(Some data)

________________

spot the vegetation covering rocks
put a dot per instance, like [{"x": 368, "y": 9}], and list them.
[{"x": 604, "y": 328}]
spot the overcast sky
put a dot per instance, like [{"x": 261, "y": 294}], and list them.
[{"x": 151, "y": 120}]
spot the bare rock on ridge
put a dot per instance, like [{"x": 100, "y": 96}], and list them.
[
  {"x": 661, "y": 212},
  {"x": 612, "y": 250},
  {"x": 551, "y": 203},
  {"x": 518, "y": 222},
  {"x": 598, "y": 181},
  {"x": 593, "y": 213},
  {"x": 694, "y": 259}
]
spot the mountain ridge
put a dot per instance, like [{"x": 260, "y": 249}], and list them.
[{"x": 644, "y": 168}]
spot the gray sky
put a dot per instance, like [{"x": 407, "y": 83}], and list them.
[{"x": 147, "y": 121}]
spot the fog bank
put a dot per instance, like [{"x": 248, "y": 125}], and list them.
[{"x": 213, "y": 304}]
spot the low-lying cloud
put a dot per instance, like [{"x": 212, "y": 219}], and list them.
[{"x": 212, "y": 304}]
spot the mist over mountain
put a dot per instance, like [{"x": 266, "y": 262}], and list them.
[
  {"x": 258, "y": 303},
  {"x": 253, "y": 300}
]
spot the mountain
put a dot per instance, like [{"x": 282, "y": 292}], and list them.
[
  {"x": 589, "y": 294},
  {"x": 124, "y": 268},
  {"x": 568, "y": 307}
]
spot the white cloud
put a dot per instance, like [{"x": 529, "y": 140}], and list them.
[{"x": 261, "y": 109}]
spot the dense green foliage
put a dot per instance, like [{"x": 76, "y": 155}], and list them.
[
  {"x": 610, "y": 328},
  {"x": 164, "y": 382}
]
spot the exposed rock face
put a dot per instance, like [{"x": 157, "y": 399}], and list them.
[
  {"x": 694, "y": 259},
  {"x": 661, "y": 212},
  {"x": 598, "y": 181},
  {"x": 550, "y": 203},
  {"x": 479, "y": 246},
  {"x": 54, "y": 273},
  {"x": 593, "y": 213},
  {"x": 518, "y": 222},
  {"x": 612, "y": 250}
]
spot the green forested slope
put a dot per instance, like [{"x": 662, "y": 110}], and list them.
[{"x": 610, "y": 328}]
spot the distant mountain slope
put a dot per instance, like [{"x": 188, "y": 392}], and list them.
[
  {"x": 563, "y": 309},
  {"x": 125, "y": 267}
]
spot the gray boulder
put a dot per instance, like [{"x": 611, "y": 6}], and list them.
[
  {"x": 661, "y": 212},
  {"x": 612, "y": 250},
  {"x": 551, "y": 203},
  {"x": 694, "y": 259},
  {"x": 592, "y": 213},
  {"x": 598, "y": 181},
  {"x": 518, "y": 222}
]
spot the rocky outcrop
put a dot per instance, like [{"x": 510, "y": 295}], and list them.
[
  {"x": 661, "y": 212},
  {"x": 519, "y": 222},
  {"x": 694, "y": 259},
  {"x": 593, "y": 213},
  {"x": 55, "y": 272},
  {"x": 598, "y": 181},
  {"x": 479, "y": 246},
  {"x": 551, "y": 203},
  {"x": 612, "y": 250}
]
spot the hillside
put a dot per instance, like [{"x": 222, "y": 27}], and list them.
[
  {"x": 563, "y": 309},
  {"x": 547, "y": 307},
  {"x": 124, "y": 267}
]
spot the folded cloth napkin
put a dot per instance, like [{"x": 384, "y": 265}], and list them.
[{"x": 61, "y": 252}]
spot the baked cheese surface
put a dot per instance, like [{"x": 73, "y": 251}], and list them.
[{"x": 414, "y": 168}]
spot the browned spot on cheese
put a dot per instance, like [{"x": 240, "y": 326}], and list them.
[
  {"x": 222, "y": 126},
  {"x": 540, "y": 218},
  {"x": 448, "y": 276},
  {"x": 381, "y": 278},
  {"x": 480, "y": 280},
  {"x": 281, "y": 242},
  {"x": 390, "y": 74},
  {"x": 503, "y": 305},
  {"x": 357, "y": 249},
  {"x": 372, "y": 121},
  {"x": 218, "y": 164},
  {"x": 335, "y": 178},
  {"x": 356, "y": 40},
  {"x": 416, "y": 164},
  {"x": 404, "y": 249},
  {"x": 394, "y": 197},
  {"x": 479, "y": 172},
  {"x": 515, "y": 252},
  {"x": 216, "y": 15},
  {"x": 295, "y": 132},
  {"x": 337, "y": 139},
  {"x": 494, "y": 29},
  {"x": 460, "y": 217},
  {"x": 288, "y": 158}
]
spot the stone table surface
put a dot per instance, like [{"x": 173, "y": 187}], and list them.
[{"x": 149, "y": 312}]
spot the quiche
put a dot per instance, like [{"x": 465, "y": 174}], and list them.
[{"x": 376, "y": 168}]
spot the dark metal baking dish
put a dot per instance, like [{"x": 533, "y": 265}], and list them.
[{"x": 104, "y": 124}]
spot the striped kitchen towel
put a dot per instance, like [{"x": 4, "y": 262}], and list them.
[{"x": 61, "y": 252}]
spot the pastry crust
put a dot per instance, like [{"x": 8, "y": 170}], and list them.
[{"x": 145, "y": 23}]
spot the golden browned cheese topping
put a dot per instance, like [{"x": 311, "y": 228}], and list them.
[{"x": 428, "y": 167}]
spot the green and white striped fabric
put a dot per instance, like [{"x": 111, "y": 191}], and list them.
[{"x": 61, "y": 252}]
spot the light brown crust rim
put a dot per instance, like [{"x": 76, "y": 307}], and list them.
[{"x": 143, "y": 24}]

________________

Retype all of the data above, keeping every line word for word.

spot the vegetation covering rocks
put a dot per instance, like [{"x": 368, "y": 9}], and list them.
[{"x": 604, "y": 328}]
spot the overcast sky
put a dot per instance, like [{"x": 261, "y": 294}], and list them.
[{"x": 151, "y": 120}]
spot the bare rock on ridge
put a dot per instance, like [{"x": 100, "y": 96}], and list them.
[
  {"x": 661, "y": 212},
  {"x": 612, "y": 250},
  {"x": 551, "y": 203},
  {"x": 518, "y": 222},
  {"x": 598, "y": 181},
  {"x": 593, "y": 213},
  {"x": 694, "y": 259}
]
spot the mountain ridge
put a dot per instance, like [{"x": 260, "y": 249}], and list them.
[{"x": 644, "y": 168}]
spot the gray sky
put a dot per instance, like [{"x": 407, "y": 83}], and list them.
[{"x": 147, "y": 121}]
spot the fog bank
put a dot per instance, like [{"x": 248, "y": 125}], and list them.
[{"x": 213, "y": 304}]
spot the low-lying cloud
put a dot per instance, like [{"x": 212, "y": 219}], and list them.
[{"x": 212, "y": 304}]
spot the mist over mountain
put a dot per instance, like [{"x": 266, "y": 262}], and list them.
[
  {"x": 258, "y": 303},
  {"x": 253, "y": 300}
]
spot the mountain
put a dot per instance, like [{"x": 282, "y": 292}], and list them.
[
  {"x": 589, "y": 294},
  {"x": 124, "y": 268},
  {"x": 568, "y": 307}
]
spot the white cloud
put a dot per instance, like [{"x": 529, "y": 140}], and list them.
[{"x": 261, "y": 109}]
spot the dense green foliage
put a dot per instance, like [{"x": 76, "y": 155}], and list them.
[
  {"x": 610, "y": 328},
  {"x": 164, "y": 382}
]
spot the exposed rock face
put a dot per instance, like [{"x": 157, "y": 399}], and list them.
[
  {"x": 694, "y": 259},
  {"x": 661, "y": 212},
  {"x": 598, "y": 181},
  {"x": 550, "y": 203},
  {"x": 479, "y": 246},
  {"x": 54, "y": 273},
  {"x": 593, "y": 213},
  {"x": 518, "y": 222},
  {"x": 612, "y": 250}
]
spot the green forested slope
put a dot per instance, like [{"x": 662, "y": 110}], and list them.
[{"x": 610, "y": 328}]
spot the distant mountain slope
put a dot per instance, like [{"x": 188, "y": 392}], and list them.
[
  {"x": 563, "y": 309},
  {"x": 125, "y": 267}
]
spot the gray boulder
put a dot per instance, like [{"x": 611, "y": 6}], and list them.
[
  {"x": 661, "y": 212},
  {"x": 612, "y": 250},
  {"x": 551, "y": 203},
  {"x": 694, "y": 259},
  {"x": 592, "y": 213},
  {"x": 598, "y": 181},
  {"x": 518, "y": 222}
]
spot the rocky outcrop
put a dot per instance, like [{"x": 510, "y": 295}], and list them.
[
  {"x": 661, "y": 212},
  {"x": 519, "y": 222},
  {"x": 694, "y": 259},
  {"x": 593, "y": 213},
  {"x": 55, "y": 272},
  {"x": 598, "y": 181},
  {"x": 479, "y": 246},
  {"x": 551, "y": 203},
  {"x": 612, "y": 250}
]
spot the hillside
put a dot per instance, like [{"x": 222, "y": 27}], and list them.
[
  {"x": 563, "y": 309},
  {"x": 547, "y": 307},
  {"x": 124, "y": 267}
]
spot the folded cloth napkin
put a dot per instance, like [{"x": 384, "y": 265}], and list them.
[{"x": 61, "y": 252}]
spot the baked cheese surface
put a dot per instance, like [{"x": 73, "y": 251}], and list them.
[{"x": 414, "y": 168}]
spot the browned spot on cheese
put a dot per instance, like [{"x": 240, "y": 326}], and list them.
[
  {"x": 222, "y": 126},
  {"x": 540, "y": 218},
  {"x": 448, "y": 276},
  {"x": 381, "y": 278},
  {"x": 480, "y": 280},
  {"x": 281, "y": 242},
  {"x": 390, "y": 74},
  {"x": 503, "y": 305},
  {"x": 357, "y": 249},
  {"x": 372, "y": 121},
  {"x": 218, "y": 164},
  {"x": 335, "y": 178},
  {"x": 356, "y": 40},
  {"x": 416, "y": 164},
  {"x": 404, "y": 249},
  {"x": 394, "y": 197},
  {"x": 479, "y": 172},
  {"x": 515, "y": 252},
  {"x": 216, "y": 15},
  {"x": 295, "y": 132},
  {"x": 337, "y": 139},
  {"x": 494, "y": 29},
  {"x": 460, "y": 217},
  {"x": 288, "y": 158}
]
spot the stone table surface
put a dot per instance, like [{"x": 173, "y": 187}], and list them.
[{"x": 149, "y": 312}]
spot the quiche
put a dot per instance, like [{"x": 465, "y": 174}], and list them.
[{"x": 376, "y": 168}]
spot the dark metal baking dish
put a dot per instance, like [{"x": 533, "y": 265}], and list them.
[{"x": 104, "y": 124}]
spot the striped kitchen towel
put a dot per instance, like [{"x": 4, "y": 262}], and list them.
[{"x": 61, "y": 252}]
spot the pastry crust
put a dot per instance, like [{"x": 8, "y": 170}], and list them.
[{"x": 145, "y": 23}]
spot the golden browned cheese topping
put a dot per instance, like [{"x": 311, "y": 228}], and list them.
[{"x": 428, "y": 167}]
spot the green and white striped fabric
put a dot per instance, like [{"x": 111, "y": 191}], and list them.
[{"x": 61, "y": 252}]
spot the light brown crust rim
put a dot per instance, like [{"x": 76, "y": 307}], and list them.
[{"x": 143, "y": 24}]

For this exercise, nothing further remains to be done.